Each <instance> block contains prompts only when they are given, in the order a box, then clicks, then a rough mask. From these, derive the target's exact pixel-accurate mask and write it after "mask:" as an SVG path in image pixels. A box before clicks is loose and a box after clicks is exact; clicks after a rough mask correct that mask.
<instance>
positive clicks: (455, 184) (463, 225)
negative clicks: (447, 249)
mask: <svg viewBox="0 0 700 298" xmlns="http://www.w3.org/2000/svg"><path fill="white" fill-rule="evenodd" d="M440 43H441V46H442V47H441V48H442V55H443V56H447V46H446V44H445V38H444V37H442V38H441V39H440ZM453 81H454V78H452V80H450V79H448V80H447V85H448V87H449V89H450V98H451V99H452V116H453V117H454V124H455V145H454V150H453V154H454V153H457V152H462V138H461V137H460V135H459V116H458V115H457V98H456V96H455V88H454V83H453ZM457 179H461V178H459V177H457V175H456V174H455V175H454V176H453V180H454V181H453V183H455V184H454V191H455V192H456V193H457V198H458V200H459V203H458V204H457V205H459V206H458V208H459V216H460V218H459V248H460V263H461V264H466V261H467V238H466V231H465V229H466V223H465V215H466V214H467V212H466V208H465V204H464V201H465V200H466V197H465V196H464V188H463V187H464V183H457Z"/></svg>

---

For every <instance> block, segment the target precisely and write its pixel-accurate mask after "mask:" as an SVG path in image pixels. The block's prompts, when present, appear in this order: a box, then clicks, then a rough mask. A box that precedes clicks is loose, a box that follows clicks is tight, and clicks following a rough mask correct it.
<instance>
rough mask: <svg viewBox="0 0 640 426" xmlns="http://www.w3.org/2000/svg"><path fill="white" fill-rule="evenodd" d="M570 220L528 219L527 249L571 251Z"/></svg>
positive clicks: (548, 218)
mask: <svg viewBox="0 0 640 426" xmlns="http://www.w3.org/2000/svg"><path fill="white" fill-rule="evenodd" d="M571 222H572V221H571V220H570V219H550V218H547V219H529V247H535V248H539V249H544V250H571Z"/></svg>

==

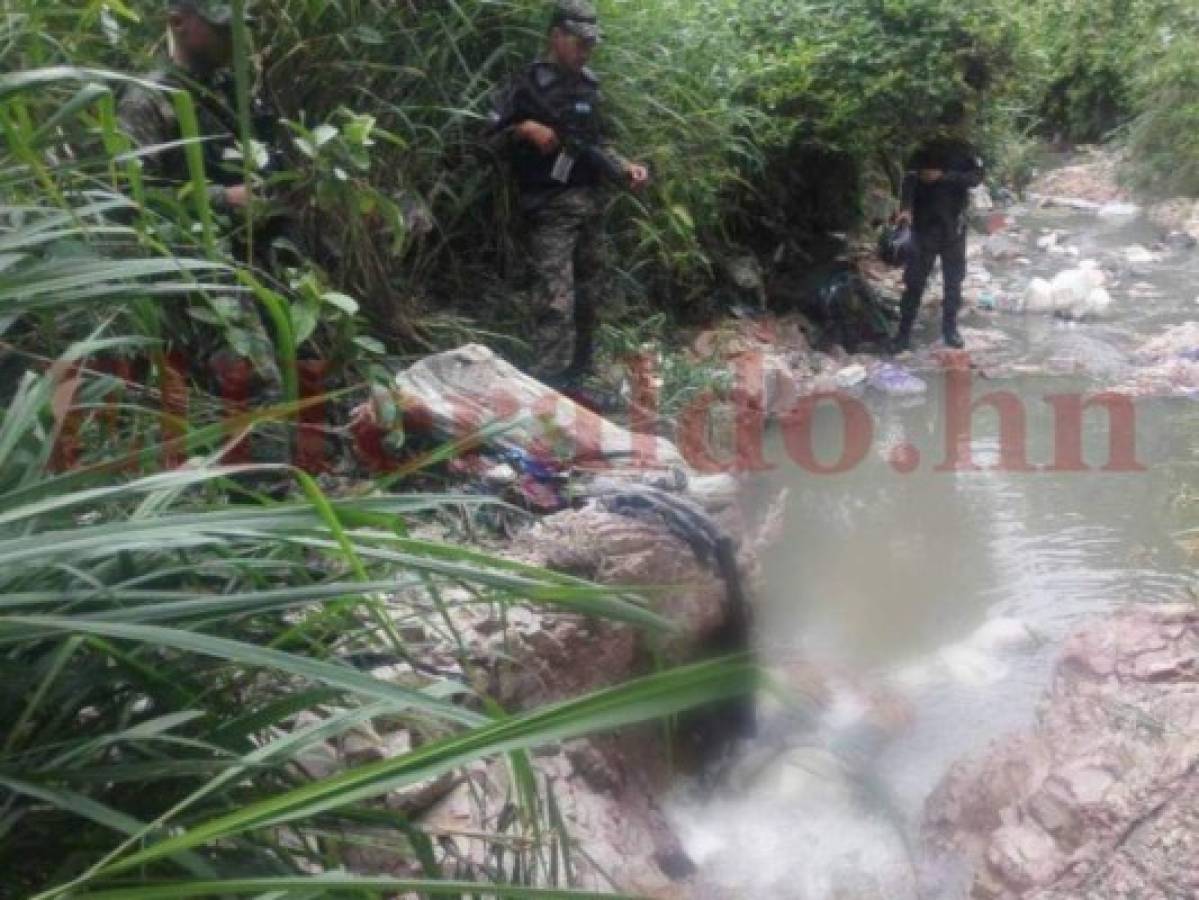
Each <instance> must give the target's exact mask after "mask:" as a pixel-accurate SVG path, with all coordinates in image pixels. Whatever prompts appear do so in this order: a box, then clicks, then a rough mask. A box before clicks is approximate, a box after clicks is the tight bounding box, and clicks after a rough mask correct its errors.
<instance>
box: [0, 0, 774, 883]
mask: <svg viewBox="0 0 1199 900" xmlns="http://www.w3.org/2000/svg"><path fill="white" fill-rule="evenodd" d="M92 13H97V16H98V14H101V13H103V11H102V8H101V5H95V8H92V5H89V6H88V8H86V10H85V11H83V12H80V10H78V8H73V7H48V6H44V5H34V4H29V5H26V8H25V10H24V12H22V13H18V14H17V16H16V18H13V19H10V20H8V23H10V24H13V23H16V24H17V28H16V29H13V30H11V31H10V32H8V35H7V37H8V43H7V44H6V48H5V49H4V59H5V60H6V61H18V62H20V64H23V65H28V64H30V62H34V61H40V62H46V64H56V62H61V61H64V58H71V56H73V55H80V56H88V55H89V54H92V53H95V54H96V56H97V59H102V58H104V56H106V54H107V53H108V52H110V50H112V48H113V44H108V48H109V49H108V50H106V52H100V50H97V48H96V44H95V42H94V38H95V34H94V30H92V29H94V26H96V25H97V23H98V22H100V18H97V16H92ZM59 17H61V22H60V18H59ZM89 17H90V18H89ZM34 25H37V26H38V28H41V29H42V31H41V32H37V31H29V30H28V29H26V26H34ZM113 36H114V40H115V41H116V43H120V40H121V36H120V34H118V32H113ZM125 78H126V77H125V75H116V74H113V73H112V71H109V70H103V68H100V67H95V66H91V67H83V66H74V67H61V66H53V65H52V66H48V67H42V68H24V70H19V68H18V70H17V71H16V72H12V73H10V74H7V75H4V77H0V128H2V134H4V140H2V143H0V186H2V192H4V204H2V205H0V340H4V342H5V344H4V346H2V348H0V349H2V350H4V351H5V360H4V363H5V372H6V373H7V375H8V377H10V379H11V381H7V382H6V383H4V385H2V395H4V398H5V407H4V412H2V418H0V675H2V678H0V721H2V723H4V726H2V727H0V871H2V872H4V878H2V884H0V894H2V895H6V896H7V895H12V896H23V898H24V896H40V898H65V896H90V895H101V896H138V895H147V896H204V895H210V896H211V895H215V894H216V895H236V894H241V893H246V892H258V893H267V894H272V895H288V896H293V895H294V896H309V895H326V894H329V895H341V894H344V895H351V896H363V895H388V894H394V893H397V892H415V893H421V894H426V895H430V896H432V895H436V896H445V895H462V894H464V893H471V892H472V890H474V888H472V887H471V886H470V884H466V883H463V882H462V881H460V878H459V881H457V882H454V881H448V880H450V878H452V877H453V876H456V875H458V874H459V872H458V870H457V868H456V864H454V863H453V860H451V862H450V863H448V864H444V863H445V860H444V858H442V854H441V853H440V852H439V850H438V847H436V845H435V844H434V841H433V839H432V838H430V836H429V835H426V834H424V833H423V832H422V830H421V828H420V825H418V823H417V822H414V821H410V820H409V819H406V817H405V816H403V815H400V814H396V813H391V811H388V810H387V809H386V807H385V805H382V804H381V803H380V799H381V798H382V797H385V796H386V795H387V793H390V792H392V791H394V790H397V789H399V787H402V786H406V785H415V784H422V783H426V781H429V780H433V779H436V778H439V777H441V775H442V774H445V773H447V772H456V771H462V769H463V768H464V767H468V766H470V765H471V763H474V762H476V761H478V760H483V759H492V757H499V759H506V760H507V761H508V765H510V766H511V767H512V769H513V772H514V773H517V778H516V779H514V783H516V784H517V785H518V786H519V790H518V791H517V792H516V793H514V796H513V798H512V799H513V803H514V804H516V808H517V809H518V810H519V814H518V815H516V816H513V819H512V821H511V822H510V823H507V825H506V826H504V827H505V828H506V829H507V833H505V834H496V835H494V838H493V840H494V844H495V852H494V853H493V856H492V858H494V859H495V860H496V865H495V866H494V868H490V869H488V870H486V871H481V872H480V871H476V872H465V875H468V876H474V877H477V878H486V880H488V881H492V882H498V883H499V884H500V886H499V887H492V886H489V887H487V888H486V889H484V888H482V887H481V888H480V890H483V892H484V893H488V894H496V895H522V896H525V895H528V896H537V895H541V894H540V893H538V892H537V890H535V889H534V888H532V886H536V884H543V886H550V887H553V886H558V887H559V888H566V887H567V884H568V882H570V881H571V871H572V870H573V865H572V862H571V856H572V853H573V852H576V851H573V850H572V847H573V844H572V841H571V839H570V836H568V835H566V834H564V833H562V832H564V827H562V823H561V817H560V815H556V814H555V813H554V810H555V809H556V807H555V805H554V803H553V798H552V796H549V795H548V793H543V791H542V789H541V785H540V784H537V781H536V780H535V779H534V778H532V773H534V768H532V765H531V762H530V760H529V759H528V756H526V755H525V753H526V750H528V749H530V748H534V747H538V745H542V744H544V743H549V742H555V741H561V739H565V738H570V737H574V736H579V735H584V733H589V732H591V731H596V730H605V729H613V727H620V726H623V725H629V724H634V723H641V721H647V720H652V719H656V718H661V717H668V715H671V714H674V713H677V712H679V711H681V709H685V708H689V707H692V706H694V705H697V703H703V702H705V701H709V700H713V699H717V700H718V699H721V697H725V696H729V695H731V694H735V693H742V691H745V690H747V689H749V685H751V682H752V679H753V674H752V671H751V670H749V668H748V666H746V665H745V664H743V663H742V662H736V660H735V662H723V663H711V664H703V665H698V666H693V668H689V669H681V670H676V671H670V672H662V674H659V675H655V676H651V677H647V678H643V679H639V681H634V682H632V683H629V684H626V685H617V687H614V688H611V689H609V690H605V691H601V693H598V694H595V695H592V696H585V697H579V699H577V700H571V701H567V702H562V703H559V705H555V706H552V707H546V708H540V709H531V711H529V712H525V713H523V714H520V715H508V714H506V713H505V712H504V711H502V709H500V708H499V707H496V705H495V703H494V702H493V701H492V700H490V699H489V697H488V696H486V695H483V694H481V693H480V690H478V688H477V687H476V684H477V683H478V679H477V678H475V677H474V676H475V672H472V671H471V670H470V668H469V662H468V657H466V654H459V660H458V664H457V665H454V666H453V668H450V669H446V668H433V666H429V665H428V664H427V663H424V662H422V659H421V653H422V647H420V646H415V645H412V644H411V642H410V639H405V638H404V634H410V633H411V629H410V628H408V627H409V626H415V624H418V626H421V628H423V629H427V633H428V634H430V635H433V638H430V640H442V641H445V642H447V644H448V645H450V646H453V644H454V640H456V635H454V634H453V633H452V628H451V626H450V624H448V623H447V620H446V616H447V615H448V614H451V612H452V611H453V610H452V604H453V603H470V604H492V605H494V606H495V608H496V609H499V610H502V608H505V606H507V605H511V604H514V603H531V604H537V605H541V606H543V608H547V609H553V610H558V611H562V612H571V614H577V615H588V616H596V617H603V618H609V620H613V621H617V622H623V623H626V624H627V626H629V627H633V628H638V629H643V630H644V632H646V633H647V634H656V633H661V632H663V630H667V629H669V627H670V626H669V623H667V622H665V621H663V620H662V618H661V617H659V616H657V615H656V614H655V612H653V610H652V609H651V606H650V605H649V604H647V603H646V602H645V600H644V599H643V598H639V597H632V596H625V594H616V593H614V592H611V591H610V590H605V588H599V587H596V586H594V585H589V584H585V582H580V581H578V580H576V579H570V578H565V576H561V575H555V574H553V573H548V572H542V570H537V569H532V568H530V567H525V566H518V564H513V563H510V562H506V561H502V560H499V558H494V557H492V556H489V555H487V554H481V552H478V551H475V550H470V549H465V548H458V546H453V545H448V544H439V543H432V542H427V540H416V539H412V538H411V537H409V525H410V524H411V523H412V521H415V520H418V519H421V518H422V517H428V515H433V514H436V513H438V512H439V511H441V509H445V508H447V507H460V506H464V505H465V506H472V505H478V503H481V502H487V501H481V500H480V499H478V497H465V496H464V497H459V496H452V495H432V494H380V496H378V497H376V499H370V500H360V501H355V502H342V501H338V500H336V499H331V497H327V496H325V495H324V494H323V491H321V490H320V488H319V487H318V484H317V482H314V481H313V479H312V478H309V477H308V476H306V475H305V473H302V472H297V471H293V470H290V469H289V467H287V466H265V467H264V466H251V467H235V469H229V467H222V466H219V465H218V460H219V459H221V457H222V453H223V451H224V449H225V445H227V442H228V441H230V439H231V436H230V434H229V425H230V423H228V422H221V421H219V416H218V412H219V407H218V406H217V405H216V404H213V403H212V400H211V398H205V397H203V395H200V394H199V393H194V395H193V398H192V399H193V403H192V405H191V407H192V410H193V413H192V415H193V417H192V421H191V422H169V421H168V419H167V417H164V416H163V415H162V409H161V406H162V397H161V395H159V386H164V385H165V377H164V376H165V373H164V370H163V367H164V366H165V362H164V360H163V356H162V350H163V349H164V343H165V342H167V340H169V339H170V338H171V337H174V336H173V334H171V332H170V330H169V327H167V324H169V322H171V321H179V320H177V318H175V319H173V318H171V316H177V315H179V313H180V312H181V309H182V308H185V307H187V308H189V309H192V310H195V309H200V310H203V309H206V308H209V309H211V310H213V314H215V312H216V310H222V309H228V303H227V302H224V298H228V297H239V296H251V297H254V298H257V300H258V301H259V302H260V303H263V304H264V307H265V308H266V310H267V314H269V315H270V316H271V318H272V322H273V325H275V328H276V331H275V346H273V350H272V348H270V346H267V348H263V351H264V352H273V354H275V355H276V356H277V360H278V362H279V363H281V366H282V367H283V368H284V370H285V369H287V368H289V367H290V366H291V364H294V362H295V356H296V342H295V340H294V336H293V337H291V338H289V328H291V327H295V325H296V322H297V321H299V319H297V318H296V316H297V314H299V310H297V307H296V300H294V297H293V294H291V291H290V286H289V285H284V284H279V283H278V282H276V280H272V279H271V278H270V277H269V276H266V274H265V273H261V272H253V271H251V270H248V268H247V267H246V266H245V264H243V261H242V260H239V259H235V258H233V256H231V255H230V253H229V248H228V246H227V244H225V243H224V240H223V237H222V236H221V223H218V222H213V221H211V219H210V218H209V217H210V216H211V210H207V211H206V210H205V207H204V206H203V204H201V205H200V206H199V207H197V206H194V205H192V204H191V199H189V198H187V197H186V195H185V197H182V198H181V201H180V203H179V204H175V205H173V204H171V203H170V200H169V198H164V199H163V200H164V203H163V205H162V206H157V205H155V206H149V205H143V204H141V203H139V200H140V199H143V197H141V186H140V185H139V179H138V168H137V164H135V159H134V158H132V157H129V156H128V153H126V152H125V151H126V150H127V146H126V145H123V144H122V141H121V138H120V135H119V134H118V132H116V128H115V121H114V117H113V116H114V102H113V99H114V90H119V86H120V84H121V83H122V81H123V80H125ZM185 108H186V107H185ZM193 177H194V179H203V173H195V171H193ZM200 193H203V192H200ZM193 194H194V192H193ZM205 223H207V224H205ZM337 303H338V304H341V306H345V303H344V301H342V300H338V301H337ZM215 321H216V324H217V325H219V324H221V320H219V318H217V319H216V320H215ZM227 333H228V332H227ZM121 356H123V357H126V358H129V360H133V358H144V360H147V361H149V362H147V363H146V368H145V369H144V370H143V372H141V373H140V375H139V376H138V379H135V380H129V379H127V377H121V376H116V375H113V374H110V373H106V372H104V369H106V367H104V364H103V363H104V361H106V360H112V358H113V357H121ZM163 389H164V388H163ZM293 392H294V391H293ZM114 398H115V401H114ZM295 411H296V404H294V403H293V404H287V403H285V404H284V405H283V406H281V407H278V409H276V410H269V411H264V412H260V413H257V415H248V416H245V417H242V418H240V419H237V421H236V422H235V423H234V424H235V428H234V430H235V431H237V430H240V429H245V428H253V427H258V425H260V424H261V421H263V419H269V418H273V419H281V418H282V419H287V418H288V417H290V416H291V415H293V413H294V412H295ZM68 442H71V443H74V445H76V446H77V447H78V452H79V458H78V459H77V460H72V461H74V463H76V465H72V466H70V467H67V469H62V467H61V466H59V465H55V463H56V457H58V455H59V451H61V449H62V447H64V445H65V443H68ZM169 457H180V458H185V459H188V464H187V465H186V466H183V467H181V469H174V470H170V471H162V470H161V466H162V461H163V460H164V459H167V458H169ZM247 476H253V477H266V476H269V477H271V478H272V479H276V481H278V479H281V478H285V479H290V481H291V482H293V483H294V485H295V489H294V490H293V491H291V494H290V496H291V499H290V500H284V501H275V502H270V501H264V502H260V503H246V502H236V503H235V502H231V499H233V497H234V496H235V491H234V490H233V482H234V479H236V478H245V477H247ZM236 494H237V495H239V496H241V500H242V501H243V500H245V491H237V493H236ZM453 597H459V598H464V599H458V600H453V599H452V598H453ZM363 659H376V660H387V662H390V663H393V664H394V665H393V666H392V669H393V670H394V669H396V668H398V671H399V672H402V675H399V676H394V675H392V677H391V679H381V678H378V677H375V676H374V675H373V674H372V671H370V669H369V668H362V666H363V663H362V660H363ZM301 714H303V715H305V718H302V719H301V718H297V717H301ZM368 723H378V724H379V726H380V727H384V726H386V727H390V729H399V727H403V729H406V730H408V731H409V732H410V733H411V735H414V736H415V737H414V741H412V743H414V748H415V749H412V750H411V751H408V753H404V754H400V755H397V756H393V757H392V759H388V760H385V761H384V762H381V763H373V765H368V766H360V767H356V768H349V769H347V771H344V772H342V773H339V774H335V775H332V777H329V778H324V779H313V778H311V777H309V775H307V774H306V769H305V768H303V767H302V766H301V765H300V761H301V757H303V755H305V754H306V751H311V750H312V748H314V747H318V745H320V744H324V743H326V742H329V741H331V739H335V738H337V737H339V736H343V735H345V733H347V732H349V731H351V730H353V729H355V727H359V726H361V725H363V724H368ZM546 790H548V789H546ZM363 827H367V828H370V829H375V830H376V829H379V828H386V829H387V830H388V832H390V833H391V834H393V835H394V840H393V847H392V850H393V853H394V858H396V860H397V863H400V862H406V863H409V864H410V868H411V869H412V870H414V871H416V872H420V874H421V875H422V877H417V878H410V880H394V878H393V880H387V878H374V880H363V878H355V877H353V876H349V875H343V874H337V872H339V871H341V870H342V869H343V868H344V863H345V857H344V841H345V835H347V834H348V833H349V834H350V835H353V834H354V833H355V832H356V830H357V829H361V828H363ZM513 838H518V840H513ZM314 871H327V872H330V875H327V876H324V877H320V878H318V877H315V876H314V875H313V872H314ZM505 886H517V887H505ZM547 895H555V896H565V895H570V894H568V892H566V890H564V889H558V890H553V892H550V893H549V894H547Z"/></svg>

▸ What is being asked
Reproduce, word for word, the part of the material that opens with the line containing "Each <instance> must" and closes with the line containing "box: [0, 0, 774, 883]", including both of those lines.

▸ Result of this exercise
Each <instance> must give the target's exact mask after "mask:" as a pixel-accurate SVG path, with all coordinates in image pixels. Whatever prompts appear do so in this order: a box, then clicks, then a rough mask. A box before clicks is approximate, a box after clicks is the tight bounding box, and clicks after a rough mask correct its errors.
<instance>
box: [0, 0, 774, 883]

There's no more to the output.